Dataset entries
═══
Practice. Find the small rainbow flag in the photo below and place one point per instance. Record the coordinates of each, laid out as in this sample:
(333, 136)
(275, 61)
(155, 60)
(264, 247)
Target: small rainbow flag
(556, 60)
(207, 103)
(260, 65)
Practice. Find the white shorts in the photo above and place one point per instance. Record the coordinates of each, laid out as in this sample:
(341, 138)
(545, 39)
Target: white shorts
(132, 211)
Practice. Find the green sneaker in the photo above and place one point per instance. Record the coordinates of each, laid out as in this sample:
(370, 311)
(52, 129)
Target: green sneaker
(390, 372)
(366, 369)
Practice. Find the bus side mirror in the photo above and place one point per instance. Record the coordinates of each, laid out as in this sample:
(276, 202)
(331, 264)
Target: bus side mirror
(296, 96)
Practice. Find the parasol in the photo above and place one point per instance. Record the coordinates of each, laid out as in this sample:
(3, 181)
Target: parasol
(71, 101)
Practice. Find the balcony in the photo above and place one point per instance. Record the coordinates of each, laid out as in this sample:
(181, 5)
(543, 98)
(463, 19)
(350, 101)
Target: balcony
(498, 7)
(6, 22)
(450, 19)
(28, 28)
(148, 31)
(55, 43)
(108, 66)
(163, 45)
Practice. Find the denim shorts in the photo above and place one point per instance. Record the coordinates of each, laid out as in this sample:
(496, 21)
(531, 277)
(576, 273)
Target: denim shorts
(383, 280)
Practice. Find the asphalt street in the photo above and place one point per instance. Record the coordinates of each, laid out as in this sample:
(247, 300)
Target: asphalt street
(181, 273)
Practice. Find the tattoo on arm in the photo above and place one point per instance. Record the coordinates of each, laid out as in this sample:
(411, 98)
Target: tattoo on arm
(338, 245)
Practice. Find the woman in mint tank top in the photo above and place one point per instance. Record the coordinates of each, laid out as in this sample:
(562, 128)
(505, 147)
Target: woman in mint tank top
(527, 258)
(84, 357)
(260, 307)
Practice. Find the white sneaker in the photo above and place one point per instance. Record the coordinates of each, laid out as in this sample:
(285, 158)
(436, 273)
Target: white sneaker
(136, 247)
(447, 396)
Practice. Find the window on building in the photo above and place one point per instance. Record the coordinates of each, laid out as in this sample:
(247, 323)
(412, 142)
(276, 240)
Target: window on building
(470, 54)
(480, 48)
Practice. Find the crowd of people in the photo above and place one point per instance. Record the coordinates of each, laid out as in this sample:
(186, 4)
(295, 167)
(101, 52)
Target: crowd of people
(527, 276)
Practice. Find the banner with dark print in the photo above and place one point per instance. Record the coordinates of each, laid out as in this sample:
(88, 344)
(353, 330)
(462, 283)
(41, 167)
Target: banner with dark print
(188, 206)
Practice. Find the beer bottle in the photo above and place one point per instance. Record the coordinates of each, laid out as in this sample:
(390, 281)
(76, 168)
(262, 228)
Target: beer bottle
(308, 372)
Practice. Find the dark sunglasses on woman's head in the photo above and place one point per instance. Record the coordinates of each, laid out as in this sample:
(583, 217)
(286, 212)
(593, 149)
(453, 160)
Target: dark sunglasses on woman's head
═══
TASK DIRECTIONS
Each record should come back exactly as written.

TASK OUTPUT
Practice. Find the small rainbow flag in the photo below and place one point per instance. Record the coordinates of each, laid out as in this sample:
(333, 136)
(275, 61)
(155, 60)
(264, 247)
Target: small rainbow flag
(556, 60)
(207, 103)
(260, 65)
Practice. Find the white shorts in the photo above and place one point per instance. Record the coordinates of each, laid out as in this sample:
(341, 138)
(545, 39)
Target: white shorts
(132, 211)
Practice. Find the green sneaker in the photo above and place one point per instance. Record the coordinates of each, laid out as in this sample:
(370, 311)
(52, 129)
Target: green sneaker
(390, 372)
(366, 369)
Practice. Find the bus side mirror in the photo above and place one point per instance. Record the coordinates of each, laid out as in this sample:
(276, 202)
(331, 264)
Target: bus side mirror
(296, 96)
Practice. Find the parasol in the photo above and place one point per instance. Record the coordinates of each, laid out as in this sample:
(3, 181)
Target: parasol
(71, 101)
Practice. Find the balcony in the photo above and place one point per instance. Record the coordinates of each, laid out as in this sample:
(181, 5)
(543, 98)
(463, 19)
(350, 101)
Target: balcony
(498, 7)
(6, 22)
(450, 19)
(28, 28)
(148, 31)
(55, 43)
(108, 66)
(163, 45)
Practice. Find the denim shorts in the photo above and place one point per instance. Record the coordinates of each, laid out as in this sample:
(496, 21)
(531, 277)
(576, 273)
Target: denim shorts
(383, 280)
Practice. Find the asphalt street in the photo above and place one point per instance. Record the coordinates of each, laid out as in this sample:
(247, 300)
Target: asphalt street
(181, 273)
Practice. Find the tattoo on arm in the photo above and place one point per instance. Record the coordinates of each, laid out as in this sample:
(411, 98)
Target: tattoo on arm
(338, 245)
Practice. Find the woman in mint tank top in the photo above and place one point per instance. Record the coordinates of each, laid out as in this sample:
(562, 128)
(505, 147)
Target: woman in mint tank top
(527, 258)
(84, 357)
(260, 307)
Practice. Find the white sneaker in the photo above and place one point per instance. Record the coordinates of each, laid out as in this sample:
(285, 158)
(436, 273)
Target: white sneaker
(136, 247)
(447, 396)
Practice. Find the window on building in the photo above and place one point per instance. Record the coordinates of each, laid out as in this sample:
(247, 323)
(412, 142)
(276, 240)
Target: window on building
(470, 54)
(480, 48)
Practice. Find the crowd of people in the photo above and place one point per instance. Record the coordinates of each, laid out as in this sample:
(186, 4)
(295, 167)
(101, 52)
Target: crowd of people
(527, 276)
Practice. Find the banner with dark print in the photo above and place one point per instance. Record the coordinates of each, laid out as in this sample:
(88, 344)
(353, 330)
(462, 283)
(41, 167)
Target: banner with dark print
(188, 206)
Practice. Find the beer bottle in the photo above and place one point per instance. Record the coordinates of each, laid out as in this sample:
(390, 281)
(76, 168)
(262, 228)
Target: beer bottle
(308, 372)
Practice. Find the dark sunglasses on woman's head in the photo above and place one point per instance. Record the coordinates of each, laid out as in this sample:
(583, 217)
(286, 212)
(593, 149)
(453, 160)
Target: dark sunglasses on woman's head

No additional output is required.